__Input for this task__

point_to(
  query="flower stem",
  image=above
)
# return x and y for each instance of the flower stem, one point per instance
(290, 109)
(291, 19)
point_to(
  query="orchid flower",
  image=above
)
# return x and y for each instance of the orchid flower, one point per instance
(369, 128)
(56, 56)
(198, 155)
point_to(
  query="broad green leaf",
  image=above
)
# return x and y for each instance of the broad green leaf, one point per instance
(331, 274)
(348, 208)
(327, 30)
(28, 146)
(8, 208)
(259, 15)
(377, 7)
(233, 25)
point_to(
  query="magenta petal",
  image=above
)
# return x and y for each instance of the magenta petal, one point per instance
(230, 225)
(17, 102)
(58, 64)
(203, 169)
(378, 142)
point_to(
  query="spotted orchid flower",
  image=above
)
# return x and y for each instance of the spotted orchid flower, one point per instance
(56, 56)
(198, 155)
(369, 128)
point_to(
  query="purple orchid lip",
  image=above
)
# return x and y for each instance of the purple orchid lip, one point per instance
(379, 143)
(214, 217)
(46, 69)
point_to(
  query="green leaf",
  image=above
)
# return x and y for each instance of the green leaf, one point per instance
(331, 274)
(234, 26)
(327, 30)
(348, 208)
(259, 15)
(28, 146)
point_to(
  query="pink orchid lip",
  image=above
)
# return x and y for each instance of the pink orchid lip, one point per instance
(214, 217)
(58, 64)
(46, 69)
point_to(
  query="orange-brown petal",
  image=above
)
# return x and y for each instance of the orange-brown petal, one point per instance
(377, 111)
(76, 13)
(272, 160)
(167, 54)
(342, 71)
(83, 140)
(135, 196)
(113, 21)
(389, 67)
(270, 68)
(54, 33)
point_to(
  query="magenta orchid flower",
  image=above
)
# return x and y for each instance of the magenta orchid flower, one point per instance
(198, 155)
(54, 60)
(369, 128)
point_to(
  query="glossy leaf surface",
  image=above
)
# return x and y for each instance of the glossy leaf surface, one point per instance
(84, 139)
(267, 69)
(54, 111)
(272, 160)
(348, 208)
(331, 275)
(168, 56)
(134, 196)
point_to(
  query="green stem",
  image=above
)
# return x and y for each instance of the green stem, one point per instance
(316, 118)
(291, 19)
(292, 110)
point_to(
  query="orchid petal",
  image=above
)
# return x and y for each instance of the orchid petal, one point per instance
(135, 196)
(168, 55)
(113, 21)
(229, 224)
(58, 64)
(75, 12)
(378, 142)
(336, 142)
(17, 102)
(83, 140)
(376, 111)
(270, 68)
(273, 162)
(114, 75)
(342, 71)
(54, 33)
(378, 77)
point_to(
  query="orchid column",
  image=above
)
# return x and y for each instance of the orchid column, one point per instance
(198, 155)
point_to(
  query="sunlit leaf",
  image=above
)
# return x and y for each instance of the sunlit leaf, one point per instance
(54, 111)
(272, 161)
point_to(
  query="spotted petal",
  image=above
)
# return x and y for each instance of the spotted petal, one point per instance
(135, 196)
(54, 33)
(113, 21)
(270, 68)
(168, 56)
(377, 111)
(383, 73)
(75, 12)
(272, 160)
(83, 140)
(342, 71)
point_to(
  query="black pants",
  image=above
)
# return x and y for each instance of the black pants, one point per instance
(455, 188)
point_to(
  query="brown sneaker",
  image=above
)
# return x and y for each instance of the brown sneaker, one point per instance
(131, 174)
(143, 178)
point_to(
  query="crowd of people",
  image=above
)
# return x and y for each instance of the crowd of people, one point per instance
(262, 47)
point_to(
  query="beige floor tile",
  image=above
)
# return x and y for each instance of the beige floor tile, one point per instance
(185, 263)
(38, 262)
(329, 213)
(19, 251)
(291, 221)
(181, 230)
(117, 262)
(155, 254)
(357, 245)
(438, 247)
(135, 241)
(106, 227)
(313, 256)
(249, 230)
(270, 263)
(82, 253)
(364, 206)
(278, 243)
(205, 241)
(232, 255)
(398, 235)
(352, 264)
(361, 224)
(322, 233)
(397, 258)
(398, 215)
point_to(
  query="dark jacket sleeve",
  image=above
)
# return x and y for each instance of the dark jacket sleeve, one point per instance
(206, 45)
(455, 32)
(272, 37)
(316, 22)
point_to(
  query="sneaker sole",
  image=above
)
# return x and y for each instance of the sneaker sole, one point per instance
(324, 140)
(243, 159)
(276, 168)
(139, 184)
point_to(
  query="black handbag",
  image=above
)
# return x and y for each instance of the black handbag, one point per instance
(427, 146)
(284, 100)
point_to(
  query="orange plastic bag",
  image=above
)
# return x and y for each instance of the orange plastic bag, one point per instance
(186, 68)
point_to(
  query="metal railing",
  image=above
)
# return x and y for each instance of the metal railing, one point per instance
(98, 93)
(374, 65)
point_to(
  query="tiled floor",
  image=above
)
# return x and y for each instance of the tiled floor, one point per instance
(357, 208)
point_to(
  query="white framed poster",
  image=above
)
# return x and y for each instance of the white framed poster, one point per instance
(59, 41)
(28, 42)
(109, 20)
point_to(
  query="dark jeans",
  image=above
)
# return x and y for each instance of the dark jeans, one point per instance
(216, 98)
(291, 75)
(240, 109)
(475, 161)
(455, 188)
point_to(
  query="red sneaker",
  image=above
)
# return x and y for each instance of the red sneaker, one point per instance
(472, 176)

__Task statement__
Extract each line of the items above that contains the word "petal".

__In response__
  query="magenta petal",
# return x and y for each instance of the magenta petal, one point per instance
  query="orange-brown petal",
# return x and y for each instance of the orange-brown petal, one point per instance
  query="orchid petal",
# return x and y for each instance of the orchid petal, one point per instance
  query="spotted petal",
# return x and y for each instance of the spotted petal, one point per instance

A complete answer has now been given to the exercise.